DOCUMENT SEGMENT:

::::::::::

China Aerospace International Holdings
- Trade name: CASIL
- Formerly: Conic Investment Co., Ltd.
- Type: public company
- Traded as: SEHK: 31
- Industry: conglomerate; electronic; real estate development;
- Predecessor: Chee Yuen Industrial
- Founded: 25 July 1975; 51 years ago
- Founder: Alex Au
- Headquarters: Hung Hom, Kowloon, Hong Kong
- Key people:
| Gong Bo | (non-executive chairman) |
| Li Hongjun | (president & director) |
| Jin Xuesheng | (vice-president & director) |
- Products: electronic goods; CRT television (discontinued);
- Brands: Contec (discontinued)
- Revenue: HK$03.088 billion (2016)
- Net income: HK$00796 million (2016)
- Total assets: HK$12.785 billion (2016)
- Total equity: HK$06.190 billion (2016)

::::::::::

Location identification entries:
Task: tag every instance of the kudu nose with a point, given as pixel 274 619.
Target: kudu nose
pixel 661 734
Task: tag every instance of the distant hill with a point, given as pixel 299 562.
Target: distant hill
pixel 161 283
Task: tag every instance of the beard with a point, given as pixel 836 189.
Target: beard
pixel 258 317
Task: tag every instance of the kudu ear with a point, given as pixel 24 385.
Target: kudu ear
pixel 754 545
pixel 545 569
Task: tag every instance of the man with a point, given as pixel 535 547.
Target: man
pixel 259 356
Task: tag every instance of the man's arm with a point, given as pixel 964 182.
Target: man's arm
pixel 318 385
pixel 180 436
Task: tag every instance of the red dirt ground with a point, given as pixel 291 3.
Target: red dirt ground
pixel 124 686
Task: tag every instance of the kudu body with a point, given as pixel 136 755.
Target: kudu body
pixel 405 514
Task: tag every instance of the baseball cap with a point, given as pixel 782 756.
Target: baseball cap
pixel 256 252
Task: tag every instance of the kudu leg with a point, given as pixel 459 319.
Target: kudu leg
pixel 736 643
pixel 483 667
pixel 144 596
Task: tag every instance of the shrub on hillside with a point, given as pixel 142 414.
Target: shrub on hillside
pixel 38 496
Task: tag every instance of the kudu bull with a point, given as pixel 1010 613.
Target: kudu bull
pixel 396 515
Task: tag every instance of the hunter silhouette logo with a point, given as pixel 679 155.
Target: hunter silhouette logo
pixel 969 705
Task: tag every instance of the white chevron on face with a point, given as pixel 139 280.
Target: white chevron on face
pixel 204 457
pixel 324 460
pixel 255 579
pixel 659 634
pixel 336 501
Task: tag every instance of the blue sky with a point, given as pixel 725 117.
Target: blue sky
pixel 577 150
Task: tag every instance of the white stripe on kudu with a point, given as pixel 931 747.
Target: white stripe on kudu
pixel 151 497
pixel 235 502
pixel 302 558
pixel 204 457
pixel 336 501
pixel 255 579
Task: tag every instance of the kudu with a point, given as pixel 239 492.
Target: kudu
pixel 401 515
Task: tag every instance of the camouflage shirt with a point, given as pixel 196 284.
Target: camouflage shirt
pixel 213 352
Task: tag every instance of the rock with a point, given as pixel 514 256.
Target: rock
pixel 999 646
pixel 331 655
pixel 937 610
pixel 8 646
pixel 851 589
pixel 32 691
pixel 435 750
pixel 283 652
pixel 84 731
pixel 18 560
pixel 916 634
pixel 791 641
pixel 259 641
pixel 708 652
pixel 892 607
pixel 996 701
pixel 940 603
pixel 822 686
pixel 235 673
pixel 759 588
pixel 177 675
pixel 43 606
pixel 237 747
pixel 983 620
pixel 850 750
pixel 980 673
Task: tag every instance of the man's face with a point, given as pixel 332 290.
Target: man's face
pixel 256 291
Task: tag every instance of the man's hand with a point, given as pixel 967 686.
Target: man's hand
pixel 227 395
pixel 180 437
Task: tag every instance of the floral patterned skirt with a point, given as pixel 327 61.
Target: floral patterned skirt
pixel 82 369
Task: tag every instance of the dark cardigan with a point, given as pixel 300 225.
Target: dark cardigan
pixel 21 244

::::::::::

WHAT IS EXPECTED: Can you rewrite the company profile between "- Type: public" and "Brands: Contec (discontinued)", inclusive, with "Hung Hom" changed to "Tsim Sha Tsui"? These records were drawn from a separate source.

ANSWER:
- Type: public company
- Traded as: SEHK: 31
- Industry: conglomerate; electronic; real estate development;
- Predecessor: Chee Yuen Industrial
- Founded: 25 July 1975; 51 years ago
- Founder: Alex Au
- Headquarters: Tsim Sha Tsui, Kowloon, Hong Kong
- Key people:
| Gong Bo | (non-executive chairman) |
| Li Hongjun | (president & director) |
| Jin Xuesheng | (vice-president & director) |
- Products: electronic goods; CRT television (discontinued);
- Brands: Contec (discontinued)